Beijing, which has long played an observer role in Middle East peace efforts, has used the the rotating presidency of the Security Council to spotlight Washington’s reluctance to condemn Israel. Foreign Minister Wang Yi urged the U.S. to “shoulder its due responsibilities,” while a ministry spokesman said Washington “only seeks selfish interests.”
The attacks underscored how quickly any international dispute, including the decades-old stalemate over the Gaza Strip, can become entangled in the strategic struggle between the U.S. and China. For Beijing, the crisis provides an opportunity to counter President Joe Biden’s criticism of the treatment of its own Muslim minority in the region of Xinjiang.
Still, Beijing’s historical support for the Palestinian cause and Israeli’s reliance on U.S. backing complicates its efforts to play a serious mediating role. In 2013, Xi sought unsuccessfully to broker a meeting between Netanyahu and Palestinian Authority President Mahmoud Abbas in Beijing.

--------------------------------------------------

Exercise tasks:
**1)** List every person named in the passage on China and Middle East diplomacy.
**2)** Answer these questions from the passage on China and Middle East diplomacy.
(a) What did Foreign Minister Wang Yi urge the U.S. to do?
(b) In what year did Xi try to broker a meeting in Beijing?
(c) In which region does the Muslim minority that Biden has criticized China's treatment of live?
The data after this point is separate material from the passage on China and Middle East diplomacy.

Extracted records:
--------------------------------------------------

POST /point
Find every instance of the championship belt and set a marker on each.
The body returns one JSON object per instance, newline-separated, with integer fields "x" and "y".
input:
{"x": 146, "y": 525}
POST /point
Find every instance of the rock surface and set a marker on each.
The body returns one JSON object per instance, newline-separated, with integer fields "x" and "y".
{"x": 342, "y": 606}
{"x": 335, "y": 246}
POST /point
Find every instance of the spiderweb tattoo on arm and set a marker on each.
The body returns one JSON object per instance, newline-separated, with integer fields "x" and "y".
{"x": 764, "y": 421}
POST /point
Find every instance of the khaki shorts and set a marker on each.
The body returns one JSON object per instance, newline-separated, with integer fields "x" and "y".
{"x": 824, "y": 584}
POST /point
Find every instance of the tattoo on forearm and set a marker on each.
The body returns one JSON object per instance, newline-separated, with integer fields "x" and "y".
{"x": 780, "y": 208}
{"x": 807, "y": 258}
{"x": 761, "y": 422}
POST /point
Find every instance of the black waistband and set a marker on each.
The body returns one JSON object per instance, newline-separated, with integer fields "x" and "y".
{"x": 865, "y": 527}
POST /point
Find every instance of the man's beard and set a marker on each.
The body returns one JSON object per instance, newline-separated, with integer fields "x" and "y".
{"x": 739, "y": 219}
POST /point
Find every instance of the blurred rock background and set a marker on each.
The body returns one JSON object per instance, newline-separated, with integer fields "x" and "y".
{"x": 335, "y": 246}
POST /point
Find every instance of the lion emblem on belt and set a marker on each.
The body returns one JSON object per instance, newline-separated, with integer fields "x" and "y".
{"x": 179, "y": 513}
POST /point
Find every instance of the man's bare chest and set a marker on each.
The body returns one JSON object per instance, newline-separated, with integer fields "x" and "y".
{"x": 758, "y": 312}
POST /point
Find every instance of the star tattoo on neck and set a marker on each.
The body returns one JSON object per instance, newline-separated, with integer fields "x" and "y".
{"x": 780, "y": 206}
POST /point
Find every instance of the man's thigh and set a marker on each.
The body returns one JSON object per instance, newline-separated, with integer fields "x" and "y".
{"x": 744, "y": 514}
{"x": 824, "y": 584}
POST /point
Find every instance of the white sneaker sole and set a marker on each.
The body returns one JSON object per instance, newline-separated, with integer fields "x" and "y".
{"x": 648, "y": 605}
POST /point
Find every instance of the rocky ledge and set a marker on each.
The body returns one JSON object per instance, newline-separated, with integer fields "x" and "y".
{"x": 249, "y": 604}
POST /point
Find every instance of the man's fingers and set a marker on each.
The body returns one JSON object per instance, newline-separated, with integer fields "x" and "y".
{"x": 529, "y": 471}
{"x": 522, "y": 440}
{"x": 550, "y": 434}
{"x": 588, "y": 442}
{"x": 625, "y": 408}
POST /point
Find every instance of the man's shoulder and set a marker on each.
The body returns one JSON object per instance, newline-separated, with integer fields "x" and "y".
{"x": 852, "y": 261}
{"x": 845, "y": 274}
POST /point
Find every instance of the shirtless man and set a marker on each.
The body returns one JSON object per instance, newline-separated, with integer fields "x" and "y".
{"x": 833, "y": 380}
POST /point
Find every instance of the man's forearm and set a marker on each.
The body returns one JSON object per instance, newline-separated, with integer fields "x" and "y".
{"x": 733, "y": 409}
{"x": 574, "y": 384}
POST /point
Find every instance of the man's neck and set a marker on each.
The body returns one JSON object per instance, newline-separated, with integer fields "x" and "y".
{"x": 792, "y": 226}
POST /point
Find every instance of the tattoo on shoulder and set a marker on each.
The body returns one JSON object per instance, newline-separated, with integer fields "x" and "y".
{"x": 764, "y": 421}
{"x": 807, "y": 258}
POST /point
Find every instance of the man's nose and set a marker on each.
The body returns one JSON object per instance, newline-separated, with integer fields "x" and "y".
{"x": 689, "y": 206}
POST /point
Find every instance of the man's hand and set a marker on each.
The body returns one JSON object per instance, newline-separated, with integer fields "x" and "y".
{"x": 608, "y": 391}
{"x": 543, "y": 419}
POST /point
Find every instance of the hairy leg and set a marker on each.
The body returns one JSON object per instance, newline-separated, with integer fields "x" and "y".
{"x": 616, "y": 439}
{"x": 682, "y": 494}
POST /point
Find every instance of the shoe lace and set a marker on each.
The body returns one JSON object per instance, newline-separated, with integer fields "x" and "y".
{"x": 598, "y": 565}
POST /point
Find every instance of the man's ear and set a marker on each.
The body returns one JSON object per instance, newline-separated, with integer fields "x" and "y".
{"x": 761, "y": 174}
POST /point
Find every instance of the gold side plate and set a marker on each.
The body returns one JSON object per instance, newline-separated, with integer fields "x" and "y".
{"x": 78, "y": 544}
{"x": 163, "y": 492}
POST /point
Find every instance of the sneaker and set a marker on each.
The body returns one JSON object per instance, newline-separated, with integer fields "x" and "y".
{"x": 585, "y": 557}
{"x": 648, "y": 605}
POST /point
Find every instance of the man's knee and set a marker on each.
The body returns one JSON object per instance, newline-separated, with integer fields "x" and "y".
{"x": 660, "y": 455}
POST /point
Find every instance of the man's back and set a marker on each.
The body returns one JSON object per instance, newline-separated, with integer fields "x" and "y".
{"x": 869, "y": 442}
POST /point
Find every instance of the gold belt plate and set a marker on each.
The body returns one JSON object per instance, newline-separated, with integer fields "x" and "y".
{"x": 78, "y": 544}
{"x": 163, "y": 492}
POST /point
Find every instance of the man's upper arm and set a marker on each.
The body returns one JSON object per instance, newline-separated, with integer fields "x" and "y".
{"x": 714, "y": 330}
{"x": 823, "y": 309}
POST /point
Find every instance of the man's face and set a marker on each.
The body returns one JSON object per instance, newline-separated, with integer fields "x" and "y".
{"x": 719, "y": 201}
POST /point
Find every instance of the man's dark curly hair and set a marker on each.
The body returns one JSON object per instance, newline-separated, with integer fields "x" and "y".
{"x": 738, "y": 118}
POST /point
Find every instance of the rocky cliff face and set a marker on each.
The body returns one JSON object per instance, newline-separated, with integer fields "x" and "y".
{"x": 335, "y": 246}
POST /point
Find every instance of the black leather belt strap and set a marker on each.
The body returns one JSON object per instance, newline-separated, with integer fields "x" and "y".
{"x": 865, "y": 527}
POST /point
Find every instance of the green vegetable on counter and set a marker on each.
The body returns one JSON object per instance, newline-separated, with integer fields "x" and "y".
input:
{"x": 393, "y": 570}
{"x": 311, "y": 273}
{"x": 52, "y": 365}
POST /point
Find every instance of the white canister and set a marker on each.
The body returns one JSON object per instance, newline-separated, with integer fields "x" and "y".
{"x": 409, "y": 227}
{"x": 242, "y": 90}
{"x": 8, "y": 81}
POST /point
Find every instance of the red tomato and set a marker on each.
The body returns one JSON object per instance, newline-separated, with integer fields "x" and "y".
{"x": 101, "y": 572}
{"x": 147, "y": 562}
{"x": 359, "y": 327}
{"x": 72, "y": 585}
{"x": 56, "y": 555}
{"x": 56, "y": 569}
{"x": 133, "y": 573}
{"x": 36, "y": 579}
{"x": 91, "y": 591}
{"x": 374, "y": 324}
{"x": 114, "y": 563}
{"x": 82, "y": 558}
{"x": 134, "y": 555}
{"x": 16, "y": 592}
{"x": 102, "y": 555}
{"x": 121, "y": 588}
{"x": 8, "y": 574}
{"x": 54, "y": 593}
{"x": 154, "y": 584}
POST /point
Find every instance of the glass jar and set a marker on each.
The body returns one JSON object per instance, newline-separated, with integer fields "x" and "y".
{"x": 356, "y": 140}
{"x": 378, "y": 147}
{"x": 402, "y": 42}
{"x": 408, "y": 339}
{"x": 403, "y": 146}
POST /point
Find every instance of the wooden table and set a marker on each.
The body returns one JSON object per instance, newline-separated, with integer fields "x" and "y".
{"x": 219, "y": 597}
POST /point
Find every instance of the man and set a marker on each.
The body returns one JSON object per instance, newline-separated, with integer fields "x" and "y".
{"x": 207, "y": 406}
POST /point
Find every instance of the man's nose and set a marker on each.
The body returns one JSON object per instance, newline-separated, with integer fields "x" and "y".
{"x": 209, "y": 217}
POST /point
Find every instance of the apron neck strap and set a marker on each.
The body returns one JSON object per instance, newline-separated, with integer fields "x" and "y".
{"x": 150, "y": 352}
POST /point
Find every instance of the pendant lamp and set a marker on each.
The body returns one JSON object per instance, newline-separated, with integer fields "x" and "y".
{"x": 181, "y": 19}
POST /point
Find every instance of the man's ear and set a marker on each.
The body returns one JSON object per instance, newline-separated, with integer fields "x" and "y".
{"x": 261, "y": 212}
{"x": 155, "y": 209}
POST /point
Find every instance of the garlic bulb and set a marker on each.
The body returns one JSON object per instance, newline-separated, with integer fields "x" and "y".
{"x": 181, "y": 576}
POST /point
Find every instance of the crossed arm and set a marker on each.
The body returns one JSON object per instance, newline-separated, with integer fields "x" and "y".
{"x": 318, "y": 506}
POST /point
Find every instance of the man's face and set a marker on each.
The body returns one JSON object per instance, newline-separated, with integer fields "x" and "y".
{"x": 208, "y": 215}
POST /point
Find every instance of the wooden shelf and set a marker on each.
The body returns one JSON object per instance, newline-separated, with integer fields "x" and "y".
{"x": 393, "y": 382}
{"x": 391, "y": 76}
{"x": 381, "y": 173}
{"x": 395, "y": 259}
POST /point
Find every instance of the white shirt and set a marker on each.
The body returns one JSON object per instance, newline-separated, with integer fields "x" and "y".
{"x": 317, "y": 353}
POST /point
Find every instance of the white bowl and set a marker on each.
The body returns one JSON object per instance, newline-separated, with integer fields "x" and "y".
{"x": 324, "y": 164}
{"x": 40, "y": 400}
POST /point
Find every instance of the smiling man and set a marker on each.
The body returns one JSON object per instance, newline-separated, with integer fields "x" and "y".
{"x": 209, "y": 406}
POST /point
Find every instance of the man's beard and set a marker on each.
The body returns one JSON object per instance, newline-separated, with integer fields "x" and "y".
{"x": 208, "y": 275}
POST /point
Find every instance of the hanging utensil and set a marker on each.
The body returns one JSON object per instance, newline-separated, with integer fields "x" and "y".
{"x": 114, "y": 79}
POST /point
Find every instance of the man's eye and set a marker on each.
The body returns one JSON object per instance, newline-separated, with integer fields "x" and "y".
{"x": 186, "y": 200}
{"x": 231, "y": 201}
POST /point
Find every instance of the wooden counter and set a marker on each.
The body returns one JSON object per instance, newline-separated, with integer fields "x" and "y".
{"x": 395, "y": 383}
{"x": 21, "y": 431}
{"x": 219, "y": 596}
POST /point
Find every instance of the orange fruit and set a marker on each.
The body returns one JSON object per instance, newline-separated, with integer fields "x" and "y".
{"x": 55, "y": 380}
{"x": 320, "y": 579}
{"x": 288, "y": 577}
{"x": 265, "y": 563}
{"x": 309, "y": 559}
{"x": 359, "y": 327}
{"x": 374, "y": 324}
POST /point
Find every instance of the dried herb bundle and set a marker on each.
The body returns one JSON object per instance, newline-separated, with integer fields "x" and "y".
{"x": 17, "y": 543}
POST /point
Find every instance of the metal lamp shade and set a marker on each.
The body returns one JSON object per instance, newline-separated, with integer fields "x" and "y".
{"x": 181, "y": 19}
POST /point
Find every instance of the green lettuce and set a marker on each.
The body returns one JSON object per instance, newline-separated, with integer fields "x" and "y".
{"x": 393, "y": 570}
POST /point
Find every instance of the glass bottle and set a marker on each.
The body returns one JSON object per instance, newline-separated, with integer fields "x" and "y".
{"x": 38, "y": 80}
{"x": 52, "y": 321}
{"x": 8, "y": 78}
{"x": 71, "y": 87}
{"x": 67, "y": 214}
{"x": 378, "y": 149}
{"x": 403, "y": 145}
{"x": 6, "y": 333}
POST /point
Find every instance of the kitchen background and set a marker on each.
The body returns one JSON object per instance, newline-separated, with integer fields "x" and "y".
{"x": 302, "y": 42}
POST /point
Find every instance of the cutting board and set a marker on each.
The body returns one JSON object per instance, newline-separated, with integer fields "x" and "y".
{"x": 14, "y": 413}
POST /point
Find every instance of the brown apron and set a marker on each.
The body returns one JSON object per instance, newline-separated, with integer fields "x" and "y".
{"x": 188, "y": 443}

--------------------------------------------------

Task-by-task solutions:
**1)**
Wang Yi
Joe Biden
Xi
Netanyahu
Mahmoud Abbas

**2)**
(a) To "shoulder its due responsibilities."
(b) 2013.
(c) Xinjiang.